§ **What to work on**
Count the lines below that contain the string "arrow" and give only that number.

Record list start

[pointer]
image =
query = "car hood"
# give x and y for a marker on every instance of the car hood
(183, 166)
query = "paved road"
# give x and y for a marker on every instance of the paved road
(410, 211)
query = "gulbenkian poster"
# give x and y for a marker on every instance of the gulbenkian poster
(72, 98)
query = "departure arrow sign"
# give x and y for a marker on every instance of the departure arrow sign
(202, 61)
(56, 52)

Record list end
Record list start

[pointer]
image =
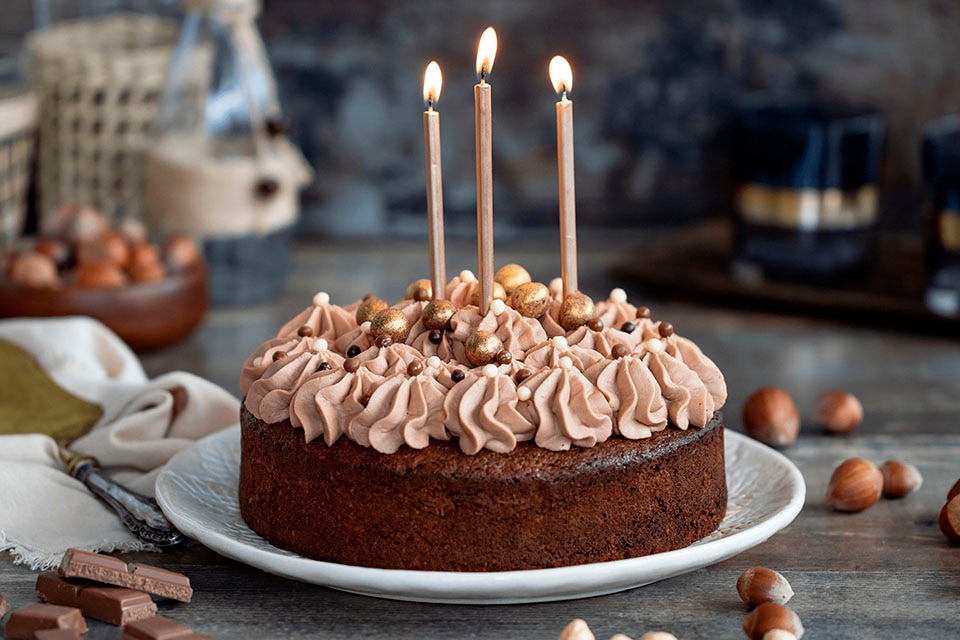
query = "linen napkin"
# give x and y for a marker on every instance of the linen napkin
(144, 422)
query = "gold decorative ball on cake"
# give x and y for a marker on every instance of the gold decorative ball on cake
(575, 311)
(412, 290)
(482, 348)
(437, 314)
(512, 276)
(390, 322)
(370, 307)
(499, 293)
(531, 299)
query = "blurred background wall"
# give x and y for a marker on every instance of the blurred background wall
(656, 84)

Record list end

§ **The solution**
2